BEGIN SOURCE DOCUMENT
This experiment was performed to demonstrate that conductive networks formed in an electrically conductive composition can be improved by thermal annealing to produce even better electrically conductive composites. In this example, HF 1110, a polycarbonate resin was melt blended with SWNT's containing 10 wt % impurities. The compositions are shown in the Table 11. Table 11 reflects the electrical resistivity in ohm-cm for the samples after extrusion into strands, injection molding and after annealing at 220° C. in an oven. The samples were extruded on a 30 mm Twin Screw Extruder, while the injection molded samples were manufactured on a 85 ton van Dorn molding machine. The annealed samples were treated to 220° C. for a time periods of 120 minutes. [0092]

TABLE 11

Volume Resistivity

Sample No. % SWNT PC Form (Ohm-cm)

Electrical Resistivity Measured After Extrusion/Molding

1 1 HF 1110 Strand 9.9 × 10⁴

2 1 HF 1110 Molded Part —

3 2 HF 1110 Strand 8.70 × 10²

4 2 HF 1110 Molded Part 2.56 × 10⁶

Electrical Resistivity Measured After Annealing

5 1 HF 1110 Strand 1.34 × 10³

6 1 HF 1110 Molded Part 1.12 × 10³

7 2 HF 1110 Strand 1.24 × 10²

8 2 HF 1110 Molded Part 3.96 × 10²
From the Table 11, it may be seen that for the composition containing 1 wt % and 2 wt % SWNT (Sample Nos. 1 to 4), the extruded sample is more conductive than the injection molded samples. In other words, the mode of processing plays an important role in the electrical conductivity of the sample. However, upon annealing the samples at 220° C., the electrical conductivity of all the samples improved (i.e., increased) as may be seen for Sample Nos. 5 to 8 in Table 11. Further, it may be seen that the annealed samples do not exhibit as significant a difference in electrical conductivity depending upon the mode of processing. In other words, annealing appears to erase any traces of processing. Without being limited by theroy it is believed that the thermal motion induced by annealing above the glass transition temperature promotes a small rearrangement of the SWNTs, which improves the electrical conductivity. This improvement in electrical conductivity may be brought about an increase in the number of SWNTs participating in the established network in the composition. [0093]

EXAMPLE 8

This example was performed to demonstrate that the presence of network nodes in the conductive composition facilitates electrical conductivity. The conductive composition comprising polycarbonate (obtained from General Electric) and SWNTs were either melt blended or solution blended as may be seen in the FIG. 5. FIG. 5 displays photomicrographs of the microtomed sections of samples taken from the conductive compositions as seen under a transmission electron microscope (TEM). The microtomed sections were optimally etched with a solvent, enabling imaging of the SWNT ropes dispersed in the polymer matrix. In FIG. 5, it may be seen that the samples containing the larger number of nodes, indicated by the black spots, generally display a better electrical conductivity. For example, the photomicrograph (b) shows no black spots and consequently the sample displays no electrical conductivity. On the other hand, photomicrographs (c) and (d) show about 30 and 50 black spots (nodes) and these samples show a higher conductivity than those displayed by the samples shown in photomicrographs (a) and (b) respectively. From these results, it is clearly seen that by increasing the number of nodes, an increase in the electrical conductivity can be brought about. It is therefore desirable to increase the number of nodes per square micrometer. [0094]

EXAMPLE 9

This example was undertaken to demonstrate that electrical conductivity can be improved by varying the molding conditions. In this example, polycarbonate was used as the polymeric resin, while SWNT's containing 10 wt % impurities were used to form the electrically conductive network. Standard tensile bars were injection molded in a 85 Ton van Dorn injection molding machine. The bars were tested as described in the earlier examples. The results are shown in the FIG. 6. FIG. 6 shows how specific volume resistivity (SVR) varies with the speed of injection. From the figure, it may be seen that as back pressure and speed of injection are increased, there is a decrease in electrical resistivity. This clearly shows that the network can be improved in order to improve the electrical conductivity of the molded part. As noted earlier, increasing the mold temperature and the residence time in the mold may also increase the electrical conductivity of the molded part. [0095]
While the invention has been described with reference to exemplary embodiments, it will be understood by those skilled in the art that various changes may be made and equivalents may be substituted for elements thereof without departing from the scope of the invention. In addition, many modifications may be made to adapt a particular situation or material to the teachings of the invention without departing from the essential scope thereof. Therefore, it is intended that the invention not be limited to the particular embodiment disclosed as the best mode contemplated for carrying out this invention, but that the invention will include all embodiments falling within the scope of the appended claims.[0096]

Claims

What is claimed is:

1. An electrically conductive composition comprising:

a polymeric resin; and

single wall carbon nanotubes, wherein the composition has an electrical volume resistivity less than or equal to about 10e¹²ohm-cm, a notched Izod impact strength greater than or equal to about 5 kilojoules/square meter.
END SOURCE DOCUMENT
SHORT EXERCISE A -
Please answer these questions on the carbon nanotube text:
(i) At what temperature, and for how many minutes, were the annealed samples treated?
(ii) On what machine were the injection molded samples made?
(iii) Under what instrument were the microtomed sections in Example 8 viewed?
The records are unrelated to the text above.
BEGIN DATASET ENTRIES
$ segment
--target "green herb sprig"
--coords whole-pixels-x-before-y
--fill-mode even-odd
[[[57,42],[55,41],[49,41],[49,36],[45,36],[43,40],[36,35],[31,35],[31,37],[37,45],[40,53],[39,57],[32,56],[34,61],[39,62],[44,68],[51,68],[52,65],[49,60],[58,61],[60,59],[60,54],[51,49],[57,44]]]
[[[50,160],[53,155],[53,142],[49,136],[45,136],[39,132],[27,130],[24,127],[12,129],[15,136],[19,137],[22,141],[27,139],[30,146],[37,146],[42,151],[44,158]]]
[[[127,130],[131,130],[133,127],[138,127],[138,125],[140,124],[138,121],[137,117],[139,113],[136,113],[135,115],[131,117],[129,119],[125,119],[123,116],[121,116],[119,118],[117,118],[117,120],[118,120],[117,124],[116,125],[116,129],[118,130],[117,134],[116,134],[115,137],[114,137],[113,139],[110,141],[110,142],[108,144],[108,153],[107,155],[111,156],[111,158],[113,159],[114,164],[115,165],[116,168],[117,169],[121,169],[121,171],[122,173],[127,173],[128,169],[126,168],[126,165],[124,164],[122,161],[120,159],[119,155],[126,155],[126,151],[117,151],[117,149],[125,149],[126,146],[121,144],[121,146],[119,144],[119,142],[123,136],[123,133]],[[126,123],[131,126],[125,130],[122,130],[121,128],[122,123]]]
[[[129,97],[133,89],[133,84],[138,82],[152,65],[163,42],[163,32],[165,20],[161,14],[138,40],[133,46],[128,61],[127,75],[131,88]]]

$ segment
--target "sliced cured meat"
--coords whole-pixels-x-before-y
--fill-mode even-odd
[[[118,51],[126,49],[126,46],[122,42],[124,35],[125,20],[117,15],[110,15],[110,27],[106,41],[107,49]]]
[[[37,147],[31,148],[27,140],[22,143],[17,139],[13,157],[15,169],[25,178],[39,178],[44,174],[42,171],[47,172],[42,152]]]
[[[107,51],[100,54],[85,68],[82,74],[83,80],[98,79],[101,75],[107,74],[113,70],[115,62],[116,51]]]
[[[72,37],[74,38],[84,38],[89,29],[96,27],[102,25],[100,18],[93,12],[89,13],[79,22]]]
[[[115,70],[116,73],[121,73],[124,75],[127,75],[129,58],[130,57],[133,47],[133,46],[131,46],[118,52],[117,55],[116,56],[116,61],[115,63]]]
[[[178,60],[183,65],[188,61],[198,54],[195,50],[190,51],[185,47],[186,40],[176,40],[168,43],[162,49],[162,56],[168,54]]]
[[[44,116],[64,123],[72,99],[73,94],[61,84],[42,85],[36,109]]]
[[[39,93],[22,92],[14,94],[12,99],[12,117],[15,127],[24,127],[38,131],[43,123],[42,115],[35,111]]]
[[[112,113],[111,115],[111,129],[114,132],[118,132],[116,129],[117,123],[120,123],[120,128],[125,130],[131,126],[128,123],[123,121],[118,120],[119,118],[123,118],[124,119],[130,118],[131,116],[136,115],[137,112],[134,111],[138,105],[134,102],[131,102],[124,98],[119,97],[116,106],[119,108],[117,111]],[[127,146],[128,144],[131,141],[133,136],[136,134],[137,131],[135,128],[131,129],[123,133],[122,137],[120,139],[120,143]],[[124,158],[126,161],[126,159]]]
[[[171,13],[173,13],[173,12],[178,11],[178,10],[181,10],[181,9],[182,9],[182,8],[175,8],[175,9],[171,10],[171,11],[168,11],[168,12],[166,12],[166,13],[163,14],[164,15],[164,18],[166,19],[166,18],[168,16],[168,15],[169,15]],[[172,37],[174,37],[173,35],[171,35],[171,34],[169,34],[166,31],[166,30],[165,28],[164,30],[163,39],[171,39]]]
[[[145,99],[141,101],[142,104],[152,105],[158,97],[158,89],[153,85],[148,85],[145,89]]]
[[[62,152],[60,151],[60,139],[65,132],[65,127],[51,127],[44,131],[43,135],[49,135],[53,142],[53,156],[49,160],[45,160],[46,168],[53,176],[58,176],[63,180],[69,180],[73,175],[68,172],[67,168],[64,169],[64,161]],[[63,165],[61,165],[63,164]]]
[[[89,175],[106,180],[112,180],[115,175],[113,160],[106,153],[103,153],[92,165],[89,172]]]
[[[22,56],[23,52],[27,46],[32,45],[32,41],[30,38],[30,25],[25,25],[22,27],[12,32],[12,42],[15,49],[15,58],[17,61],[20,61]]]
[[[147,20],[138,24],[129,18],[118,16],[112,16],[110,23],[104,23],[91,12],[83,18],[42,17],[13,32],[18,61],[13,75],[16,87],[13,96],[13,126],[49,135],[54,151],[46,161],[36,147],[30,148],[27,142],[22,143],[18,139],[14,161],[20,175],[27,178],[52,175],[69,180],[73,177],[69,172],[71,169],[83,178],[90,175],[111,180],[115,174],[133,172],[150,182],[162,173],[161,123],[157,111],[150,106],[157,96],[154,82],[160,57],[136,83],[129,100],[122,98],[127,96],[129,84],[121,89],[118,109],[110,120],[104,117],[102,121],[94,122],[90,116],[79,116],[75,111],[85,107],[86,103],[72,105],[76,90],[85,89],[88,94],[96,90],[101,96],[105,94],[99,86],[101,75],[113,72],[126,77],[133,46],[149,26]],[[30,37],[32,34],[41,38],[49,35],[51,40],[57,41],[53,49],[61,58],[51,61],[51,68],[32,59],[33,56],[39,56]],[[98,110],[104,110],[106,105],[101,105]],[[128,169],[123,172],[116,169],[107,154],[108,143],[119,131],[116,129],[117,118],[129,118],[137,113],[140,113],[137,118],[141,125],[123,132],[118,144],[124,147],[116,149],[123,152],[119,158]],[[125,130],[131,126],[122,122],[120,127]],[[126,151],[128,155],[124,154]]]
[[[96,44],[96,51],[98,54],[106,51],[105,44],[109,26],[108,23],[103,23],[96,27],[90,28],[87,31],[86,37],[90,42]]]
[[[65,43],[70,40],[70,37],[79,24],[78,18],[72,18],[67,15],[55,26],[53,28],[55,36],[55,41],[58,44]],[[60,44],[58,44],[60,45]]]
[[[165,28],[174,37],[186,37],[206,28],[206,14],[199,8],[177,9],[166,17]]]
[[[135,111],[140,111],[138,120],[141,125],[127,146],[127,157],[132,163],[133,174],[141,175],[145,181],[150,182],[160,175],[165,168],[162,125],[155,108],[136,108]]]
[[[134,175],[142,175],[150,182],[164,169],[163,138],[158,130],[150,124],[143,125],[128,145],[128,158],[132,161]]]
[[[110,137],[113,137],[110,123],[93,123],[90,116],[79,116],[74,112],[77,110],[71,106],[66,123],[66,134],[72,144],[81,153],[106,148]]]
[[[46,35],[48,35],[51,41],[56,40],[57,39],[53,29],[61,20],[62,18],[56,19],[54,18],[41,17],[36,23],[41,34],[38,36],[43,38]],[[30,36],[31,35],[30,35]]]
END DATASET ENTRIES
SHORT EXERCISE B - Tally the lines of the records that contain the string "target", treating case as significant. Give only the number.

WRITTEN ANSWER A -
(i) 220° C. for 120 minutes
(ii) An 85 ton van Dorn molding machine
(iii) A transmission electron microscope (TEM)

WRITTEN ANSWER B - 2